## TEXT ZUR AUSWERTUNG
______________________________

Lobsinget dem HERRN, denn er hat sich herrlich bewiesen. (Jesaja 12,5)
Vor ungefähr drei Wochen war ich auf einer Hochzeit eingeladen. Schon lang war sie geplant, es war mittlerweile der dritte Termin, der ausgeguckt war. Dieses Mal aber durften wir endlich feiern. Im Vorfeld hatte Esther mich mal angeschrieben, ob ich nicht einen schönen Text zur Dankbarkeit hätte, der zu einer Hochzeit passt. Ich habe etwas geschickt, das aber passte wohl nicht, dann kam die Mitteilung: Alles gut! Wir haben etwas gefunden.
Und dann saß ich da an diesem Samstag in der Kirche, genoss es, „nur“ mitzufeiern und keine Aufgaben zu haben, und konzentrierte mich ganz auf diesen Gottesdienst. Der katholische Kollege war persönlich und sehr freundlich, und als wir kurz vor Schluss bei den Fürbitten und Wünschen angekommen waren, musste ich doch arg schlucken.

______________________________

## ENTNOMMENE DATENSÄTZE

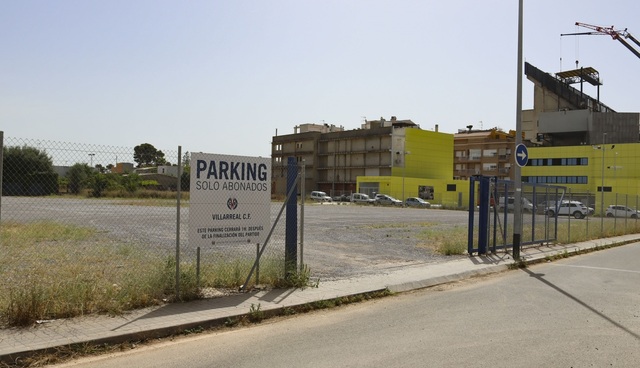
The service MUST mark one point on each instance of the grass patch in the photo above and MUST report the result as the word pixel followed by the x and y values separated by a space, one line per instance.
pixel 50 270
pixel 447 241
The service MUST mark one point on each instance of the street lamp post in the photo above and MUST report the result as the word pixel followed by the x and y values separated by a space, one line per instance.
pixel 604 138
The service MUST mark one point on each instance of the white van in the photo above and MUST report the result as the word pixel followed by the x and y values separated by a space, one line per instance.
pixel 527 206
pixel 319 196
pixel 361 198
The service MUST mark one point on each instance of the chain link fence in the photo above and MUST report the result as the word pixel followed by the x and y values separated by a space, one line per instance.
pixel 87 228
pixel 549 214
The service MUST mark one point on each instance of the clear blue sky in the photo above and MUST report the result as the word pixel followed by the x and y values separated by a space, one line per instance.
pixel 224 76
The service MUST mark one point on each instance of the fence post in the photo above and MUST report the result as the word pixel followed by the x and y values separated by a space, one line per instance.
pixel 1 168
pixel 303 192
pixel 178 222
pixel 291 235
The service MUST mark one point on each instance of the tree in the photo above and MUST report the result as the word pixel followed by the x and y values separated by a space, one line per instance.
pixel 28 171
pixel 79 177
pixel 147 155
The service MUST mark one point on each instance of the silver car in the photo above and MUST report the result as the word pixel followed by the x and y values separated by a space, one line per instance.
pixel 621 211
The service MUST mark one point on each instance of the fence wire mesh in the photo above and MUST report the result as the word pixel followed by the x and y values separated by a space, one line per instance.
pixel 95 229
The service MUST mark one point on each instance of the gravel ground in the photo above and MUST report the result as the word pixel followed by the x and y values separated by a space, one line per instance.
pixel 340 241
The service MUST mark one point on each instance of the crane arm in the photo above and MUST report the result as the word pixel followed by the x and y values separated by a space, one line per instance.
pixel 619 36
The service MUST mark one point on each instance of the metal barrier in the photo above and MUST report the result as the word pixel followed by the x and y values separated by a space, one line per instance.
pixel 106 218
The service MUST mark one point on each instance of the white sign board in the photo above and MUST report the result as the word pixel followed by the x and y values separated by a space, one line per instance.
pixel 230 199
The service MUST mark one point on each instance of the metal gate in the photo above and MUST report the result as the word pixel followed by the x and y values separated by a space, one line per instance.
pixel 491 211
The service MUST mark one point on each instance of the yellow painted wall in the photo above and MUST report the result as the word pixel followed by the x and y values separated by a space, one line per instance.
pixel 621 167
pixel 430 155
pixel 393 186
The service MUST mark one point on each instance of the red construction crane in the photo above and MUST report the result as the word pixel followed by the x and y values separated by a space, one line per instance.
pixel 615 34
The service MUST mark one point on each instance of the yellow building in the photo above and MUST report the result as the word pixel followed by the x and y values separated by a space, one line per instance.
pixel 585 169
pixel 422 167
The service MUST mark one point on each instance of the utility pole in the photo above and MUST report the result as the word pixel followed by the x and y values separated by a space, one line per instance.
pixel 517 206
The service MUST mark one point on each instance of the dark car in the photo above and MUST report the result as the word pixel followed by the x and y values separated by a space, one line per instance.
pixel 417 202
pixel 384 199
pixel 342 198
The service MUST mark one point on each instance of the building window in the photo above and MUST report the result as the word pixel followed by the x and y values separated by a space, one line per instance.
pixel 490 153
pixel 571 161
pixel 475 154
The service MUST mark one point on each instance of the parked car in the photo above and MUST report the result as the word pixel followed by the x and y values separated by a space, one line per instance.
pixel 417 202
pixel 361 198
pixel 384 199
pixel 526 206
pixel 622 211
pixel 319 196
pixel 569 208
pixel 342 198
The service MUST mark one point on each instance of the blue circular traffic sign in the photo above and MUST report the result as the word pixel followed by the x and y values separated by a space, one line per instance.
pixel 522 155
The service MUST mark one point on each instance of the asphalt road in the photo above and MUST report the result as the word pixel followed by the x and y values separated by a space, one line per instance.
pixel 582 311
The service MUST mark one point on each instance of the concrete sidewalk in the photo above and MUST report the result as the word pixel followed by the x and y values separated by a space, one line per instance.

______________________________

## ARBEITSAUFTRAG A
Wiederhole aus dem Text über die Hochzeit wörtlich den Abschnitt von „Vor ungefähr drei“ bis „doch arg schlucken.“.
## ARBEITSAUFTRAG B
Beantworte anhand des Texts über die Hochzeit:
(i) Vor wie vielen Wochen ungefähr fand die Hochzeit statt?
(ii) Der wievielte geplante Termin war es?
(iii) An welchem Wochentag saß die schreibende Person in der Kirche?
Die Datensätze haben mit dem Text nichts zu tun.

## ERWARTETE ANTWORT A
Vor ungefähr drei Wochen war ich auf einer Hochzeit eingeladen. Schon lang war sie geplant, es war mittlerweile der dritte Termin, der ausgeguckt war. Dieses Mal aber durften wir endlich feiern. Im Vorfeld hatte Esther mich mal angeschrieben, ob ich nicht einen schönen Text zur Dankbarkeit hätte, der zu einer Hochzeit passt. Ich habe etwas geschickt, das aber passte wohl nicht, dann kam die Mitteilung: Alles gut! Wir haben etwas gefunden.
Und dann saß ich da an diesem Samstag in der Kirche, genoss es, „nur“ mitzufeiern und keine Aufgaben zu haben, und konzentrierte mich ganz auf diesen Gottesdienst. Der katholische Kollege war persönlich und sehr freundlich, und als wir kurz vor Schluss bei den Fürbitten und Wünschen angekommen waren, musste ich doch arg schlucken.

## ERWARTETE ANTWORT B
(i) Vor ungefähr drei Wochen.
(ii) Der dritte Termin.
(iii) An einem Samstag.